-- GIVEN INSTRUCTION A --
Answer these from the text on small Moldovan wine producers:
(i) How many of these young wineries were there at the end of 2018?
(ii) Which government's school project is Crescendo?
(iii) How many hectares does Pripa Domains have?
-- GIVEN INSTRUCTION B --
For each statement, say yes or no depending on whether it agrees with the text on small Moldovan wine producers, and quote the words that decide it:
(i) Carpe Diem was established by Ion Luca.
(ii) Atu dedicates its small batches to the local Moldovan market.
(iii) Kara Gani is named after the grandfather's nickname.

-- EXTRACT PROVIDED --
== == ==

Who Are Small Moldovan Wine Producers?
At the end of 2018, there were 15 of these young wineries, some just started, others with deep family roots, all created by passion and dreams. You can find out more about each of them in this article by Svetlana.
Atu– They define themselves as an urban winery, produce small batches that they dedicate to international markets, which are always thirsty for new and innovative but demand quality.
Carpe Diem-Established by Ion Luca, representative of the fourth generation of winemakers in his family, it represents hope. Even the labels of this winery capture people of all ages and races enjoying life, and most likely wine too.
Crescendo– A school project of the Austrian Government helping young students at the Nisiporeni School of Vocational Training to learn the basics of viticulture and winemaking.
Pripa Domains– With just two hectares, this winery has the ambition to bring a smile on the faces of Moldovans, especially by a remarkable Feteasca Neagra, but also other reds specific to the area.
Equinox – The first small, independent producer, Costia Stratan is a mentor for the other associates, both through courage and knowledge accumulated on three continents. Elegance and New World notes distinguish its wines.
Et Cetera – A family business, born from the passion and curiosity of the Luchianov brothers. They focus on 100% quality and have particular respect for nature, where the grapes for the wine grow. It is known for red varieties like Rara Neagra and Saperavi which can only be found in the East of Europe.
Gogu – The story of Ilie Gogu sounds like a fulfilled American dream. After being unemployed after the 2006 embargo, he began to produce increasingly better wine. Its symbol is the Tree of Life, and he has in the portfolio both refreshing white wines and a pastoral which got an award at Bucharest.
Kara Gani – Descendants of the Bulgarian and Gagauz settlers, the owners of the winery named after the grandfather’s nickname, have a white and a red wines coupages, a rose and also dessert wines.

== == ==

-- MATERIAL --
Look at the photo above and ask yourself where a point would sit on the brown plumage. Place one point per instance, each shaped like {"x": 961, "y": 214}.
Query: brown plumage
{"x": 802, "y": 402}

== == ==

-- RESPONSE A --
(i) 15
(ii) The Austrian Government's
(iii) Two hectares

-- RESPONSE B --
(i) Yes: "Established by Ion Luca, representative of the fourth generation of winemakers in his family"
(ii) No: "produce small batches that they dedicate to international markets"
(iii) Yes: "the winery named after the grandfather’s nickname"